PASSAGE PROVIDED:
((
I’ve driven in the rain without wipers, and I won’t forget the experience. The wiper rod failed on the way home from a trip to the city, arm out the window working it Fred Flintstone style… for 2 hours, anyway here’s the fix.
Front wipers work on a separate wiring circuit to the rear wiper. Common front wiper problems include:
- Blown fuse
- Faulty relay
- Faulty Switch
- Faulty motor
- Faulty wiring
- Faulty Control module
By the end of this post, you’ll understand how to diagnose all the most common causes of an inoperable front wiper. You’ll also learn what you can do to fix it.
Wiper System Overview
Your wiper system is a very important kit that you rely on for your safety, especially in the winter and that’s usually when they cause the most trouble. As you now know, your front wiper system works independently to the rear, they are not connected in any way other than they may share control from the same driver stalk switch.
I won’t go too deep into how your wipers work, but a working knowledge of how the system operates will help your diagnosis journey. Your car’s wiper system has evolved along with car technology. Wiper systems are no longer hard-wired; they are like most electrical components on your car, controlled by a control module (computer).
This has facilitated advancements such as auto wipers, which employ rain sensors to detect windshield moisture. These advances have made the system more complex and at the same time in theory, easier to diagnose.
When the computer tasked with controlling your wipers detects a problem, it sets a unique code that indicates the type of fault identified. The technician scans the vehicle, reads the codes, checks the database for known problems or recalls, and sets about verifying the fault reported.
Fault codes help a ton when fault finding; however, the level of detail is usually proportional to the spec level of the car.
It’s therefore not uncommon to have a problem with the wipers or other components and the computer not set a code at all. This is where the control module is no longer helpful and becomes an obstacle to diagnoses.
A basic wiper system comprises of:
- Wiper assembly (superstructure and wiper arms and blades)
- Wiper motor
- Relays (commonly 2)
- Fuses
- Wiper control modules
- Wiper switch
How Does It Work?
Here’s a brief outline of operation flow:
- Wipers turned on at the steering wheel and signal a is sent to the wiper control module
- Control module receives the request and processes. An output is sent to the wiper on/off relay
- On/off relay receives the output (could be ground or power, ground is now more common)
- On/off relay completes the load circuit and power is sent to the slow speed of the wiper motor
- When a higher wiper speed is requested the second relay ( low/high speed relay) is activated and wiper speed increases
Diagnosing The Fault
With the correct test equipment, the job is easier, a pro shop will use a diagnostic code reader with an integrated command function. That means the diagnostic tool has the ability to turn wipers on and off through the tool.
))
WORK INSTRUCTIONS:
A) In the front wiper article, how many relays does a basic wiper system commonly have?
B) Continue the front wiper article from its last sentence.

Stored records
((
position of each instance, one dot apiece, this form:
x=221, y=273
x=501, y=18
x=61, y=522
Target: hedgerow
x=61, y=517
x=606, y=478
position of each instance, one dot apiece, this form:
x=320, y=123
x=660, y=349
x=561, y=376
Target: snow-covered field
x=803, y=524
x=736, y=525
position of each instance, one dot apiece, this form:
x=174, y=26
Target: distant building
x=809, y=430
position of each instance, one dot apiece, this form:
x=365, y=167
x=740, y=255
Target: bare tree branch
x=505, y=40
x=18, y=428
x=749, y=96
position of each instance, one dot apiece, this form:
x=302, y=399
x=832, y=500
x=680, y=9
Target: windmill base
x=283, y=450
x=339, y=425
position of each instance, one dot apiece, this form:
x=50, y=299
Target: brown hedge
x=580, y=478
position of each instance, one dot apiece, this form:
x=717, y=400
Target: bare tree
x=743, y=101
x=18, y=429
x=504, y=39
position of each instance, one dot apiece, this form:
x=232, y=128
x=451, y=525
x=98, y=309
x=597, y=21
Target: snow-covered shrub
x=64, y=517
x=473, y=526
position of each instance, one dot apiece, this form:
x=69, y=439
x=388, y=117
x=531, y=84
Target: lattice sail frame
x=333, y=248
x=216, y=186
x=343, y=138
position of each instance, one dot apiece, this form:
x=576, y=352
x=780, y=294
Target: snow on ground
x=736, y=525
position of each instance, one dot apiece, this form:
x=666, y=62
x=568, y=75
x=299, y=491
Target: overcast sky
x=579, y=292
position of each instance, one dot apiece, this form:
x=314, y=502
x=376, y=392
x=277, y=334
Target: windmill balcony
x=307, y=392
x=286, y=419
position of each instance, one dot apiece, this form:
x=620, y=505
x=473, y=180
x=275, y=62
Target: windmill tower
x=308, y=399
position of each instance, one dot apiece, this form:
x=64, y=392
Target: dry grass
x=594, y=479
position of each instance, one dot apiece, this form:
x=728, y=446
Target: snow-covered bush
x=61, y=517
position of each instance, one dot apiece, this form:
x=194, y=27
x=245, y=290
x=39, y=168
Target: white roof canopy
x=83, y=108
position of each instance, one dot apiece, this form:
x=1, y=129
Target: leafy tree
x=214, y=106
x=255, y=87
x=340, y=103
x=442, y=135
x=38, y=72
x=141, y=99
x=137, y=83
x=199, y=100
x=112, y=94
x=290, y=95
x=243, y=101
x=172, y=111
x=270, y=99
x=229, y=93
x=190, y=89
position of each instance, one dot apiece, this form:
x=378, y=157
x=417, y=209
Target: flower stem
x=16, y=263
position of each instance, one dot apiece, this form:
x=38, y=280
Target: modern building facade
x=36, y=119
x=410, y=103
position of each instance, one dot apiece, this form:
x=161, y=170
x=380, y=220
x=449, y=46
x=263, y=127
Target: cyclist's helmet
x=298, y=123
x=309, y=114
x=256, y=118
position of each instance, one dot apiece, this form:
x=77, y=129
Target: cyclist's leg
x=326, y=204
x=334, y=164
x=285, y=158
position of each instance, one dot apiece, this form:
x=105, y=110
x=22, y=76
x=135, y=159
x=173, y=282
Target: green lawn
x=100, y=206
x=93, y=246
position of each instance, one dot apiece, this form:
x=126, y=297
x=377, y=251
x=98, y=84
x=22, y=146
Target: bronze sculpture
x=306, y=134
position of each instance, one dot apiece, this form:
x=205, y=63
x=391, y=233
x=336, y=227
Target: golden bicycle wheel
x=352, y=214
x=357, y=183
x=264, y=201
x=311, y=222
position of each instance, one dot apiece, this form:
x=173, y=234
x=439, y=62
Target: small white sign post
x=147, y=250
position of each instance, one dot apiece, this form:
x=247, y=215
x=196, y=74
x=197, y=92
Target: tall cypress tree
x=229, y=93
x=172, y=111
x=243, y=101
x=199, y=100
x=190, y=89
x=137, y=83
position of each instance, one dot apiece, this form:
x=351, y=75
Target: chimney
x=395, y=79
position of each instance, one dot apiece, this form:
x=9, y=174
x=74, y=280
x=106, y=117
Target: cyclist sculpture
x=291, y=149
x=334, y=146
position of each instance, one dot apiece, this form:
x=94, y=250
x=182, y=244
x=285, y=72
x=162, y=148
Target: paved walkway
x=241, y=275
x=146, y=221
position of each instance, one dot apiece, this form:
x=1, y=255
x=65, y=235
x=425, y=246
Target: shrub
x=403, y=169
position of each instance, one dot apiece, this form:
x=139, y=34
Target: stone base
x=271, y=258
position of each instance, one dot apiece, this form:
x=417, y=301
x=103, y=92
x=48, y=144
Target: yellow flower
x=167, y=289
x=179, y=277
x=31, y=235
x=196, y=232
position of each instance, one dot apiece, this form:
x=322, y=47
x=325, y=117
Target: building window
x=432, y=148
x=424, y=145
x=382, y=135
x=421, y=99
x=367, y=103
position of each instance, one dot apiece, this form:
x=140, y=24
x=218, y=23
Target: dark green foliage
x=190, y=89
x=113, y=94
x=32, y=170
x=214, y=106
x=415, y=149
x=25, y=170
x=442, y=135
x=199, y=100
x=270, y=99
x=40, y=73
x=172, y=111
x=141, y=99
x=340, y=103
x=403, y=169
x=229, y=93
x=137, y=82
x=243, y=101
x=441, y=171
))
RESULTS FOR THE EXERCISE:
A) Two.

B)
This shortens diagnostic time as it indicates if the problem is on the load side of the circuit or the control side. You can check out the scan tools I use here on the Auto electrical repair tools page.
You won’t have a dealer-level scan tool, so we’ll do it old-school style. If you have a code reader and you should consider buying one, they aren’t expensive.
To begin our diagnoses, we’ll use our ears. Have a helper turn on the wipers while you listen for some sounds of life; you’ll need to turn on the ignition.
Hearing some noise from the general wiper area tells us the switch and power supply is likely not the issue. The issue could be a mechanical failure of the wiper assembly or a failing motor. I wrote a post about mechanical wiper fault here “Wipers not working but motor is”
Hearing no noise at all tells us you may have a power issue, as I expect this will be the root cause of most problems we’ll dig deeper on this subject.
Blown Fuse
A blown fuse is first on our list of components to check. It’s easy and is the most common cause of inoperable wipers. But it may not be the root cause of the problem. We may find replacing the fuse works for a short while and then blows again (more on this later).
The wiper fuse is usually located under the hood, but it will be listed inside the fuse cover or certainly in your driver’s manual. Most late-model cars use mini fuses, so use the tool often supplied in the box cover or grab small pointy nose pliers to remove the fuse.
Fuses are rated by amp (A); each circuit is designed and rated at different amps relative to the size of the load (light, motor, etc.) and the wiring size. Using a fuse that is too small will cause the fuse element to heat and blow.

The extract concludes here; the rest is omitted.